Copy out everything from the line containing "Target: upper lip" down to the line containing "262 293 L 295", with both of those lines included.
******
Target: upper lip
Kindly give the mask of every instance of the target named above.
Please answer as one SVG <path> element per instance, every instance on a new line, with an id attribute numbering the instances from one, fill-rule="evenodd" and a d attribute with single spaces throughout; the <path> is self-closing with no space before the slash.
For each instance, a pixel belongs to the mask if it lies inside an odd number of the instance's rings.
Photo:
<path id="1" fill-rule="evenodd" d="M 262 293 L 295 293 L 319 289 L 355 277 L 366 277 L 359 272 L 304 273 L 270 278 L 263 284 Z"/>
******
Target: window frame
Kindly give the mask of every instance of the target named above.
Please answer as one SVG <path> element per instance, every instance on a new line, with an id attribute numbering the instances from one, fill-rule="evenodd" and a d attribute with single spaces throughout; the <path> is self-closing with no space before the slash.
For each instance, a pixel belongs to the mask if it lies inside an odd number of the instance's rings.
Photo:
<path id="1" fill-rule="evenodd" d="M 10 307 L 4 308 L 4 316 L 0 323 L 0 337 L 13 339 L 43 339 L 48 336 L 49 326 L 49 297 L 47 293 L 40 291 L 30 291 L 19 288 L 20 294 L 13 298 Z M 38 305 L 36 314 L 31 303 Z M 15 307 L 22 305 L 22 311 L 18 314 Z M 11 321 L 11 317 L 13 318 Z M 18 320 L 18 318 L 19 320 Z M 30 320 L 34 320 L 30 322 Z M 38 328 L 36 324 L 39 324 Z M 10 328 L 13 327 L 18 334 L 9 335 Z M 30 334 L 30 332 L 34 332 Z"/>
******
→ OUTPUT BELOW
Target: upper lip
Kindly give the mask of every instance of the target named above.
Please answer as one SVG <path> element per instance, every instance on a new line, with an id attribute numbering the instances from one, fill-rule="evenodd" and a d attribute with single spaces throughout; the <path> is self-closing with no space before the slash.
For each instance, a pixel belongs to the mask if it lies inside an odd number of the instance's rings.
Photo:
<path id="1" fill-rule="evenodd" d="M 262 293 L 295 293 L 319 289 L 355 277 L 366 277 L 359 272 L 304 273 L 270 278 L 263 284 Z"/>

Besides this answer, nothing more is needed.